** BEGIN Supplied passage **
Project Proposal

I intend to investigate the link between policing and race by examinging the distribution of arrests by race and comparing that to the population by race.

\(H_0:\) The NYPD does not target certain racial groups for enforcement more than others.

\(H_A:\) The NYPD does target certain racial groups for enforcement nore than others.

Data Preparation

stops <- read.csv("sqf-2017.csv")
with(stops, table(stops$race, stops$year));
##    
##     2016
##        0
##   A  737
##   B 6498
##   I   38
##   P  873
##   Q 2753
##   U   95
##   W 1270
##   Z  140
stop.amer.ind <- 38
stop.asian.pacific <-737
stop.white <- 1270
stop.hispanic <- 873 + 2753 
stop.black <-6498+873
stops <- c(stop.amer.ind, stop.asian.pacific, stop.black, stop.hispanic, stop.white) 


stop.total <- sum(stops)

total <- (57512 + 3597341 + 2158851 + 1038388 + 5147 + 2088510 + 177225) #This is different than population total because census data treats 'Hispanic' separately than race, leading to double counting of ~2 million people. This is fine for my purposes however as the census data still accurately reports who identifies as 'black'  and 'white' or 'Hispanic' and people are free to choose multiple options. Because of the discrepancies in racial bookeeping in the agencies, each hispanic person will be double counted as either white or black from the information provided by the NYPD. This ensures that a person's bi-racial status does not affect their race or the independence between sets.


exp.amer.ind <- 57512
exp.white <- 3597341
exp.asian.pacific <- (1038388+5147)
exp.black <- 2088510
exp.hispanic <-(2158851+177225)



measured <- c(stop.amer.ind, stop.asian.pacific, stop.black, stop.hispanic, stop.white)
expected <- c(exp.amer.ind, exp.asian.pacific, exp.black, exp.hispanic, exp.white)/total*stop.total
expected.total <- sum(expected)

barplot(measured)

barplot(expected)

top <- (measured-expected)^2
sum(top/expected)
## [1] 9787.617
pchisq(900, df = 4, lower.tail=FALSE)
** END Supplied passage **
** BEGIN Provided data **
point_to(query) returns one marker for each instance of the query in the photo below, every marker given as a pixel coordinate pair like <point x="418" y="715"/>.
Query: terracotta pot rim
** END Provided data **
* **Your goal**
Reproduce the NYPD project proposal word for word, starting at "Project Proposal" and ending at "nore than others.".

* **Solution for this exercise**
Project Proposal

I intend to investigate the link between policing and race by examinging the distribution of arrests by race and comparing that to the population by race.

\(H_0:\) The NYPD does not target certain racial groups for enforcement more than others.

\(H_A:\) The NYPD does target certain racial groups for enforcement nore than others.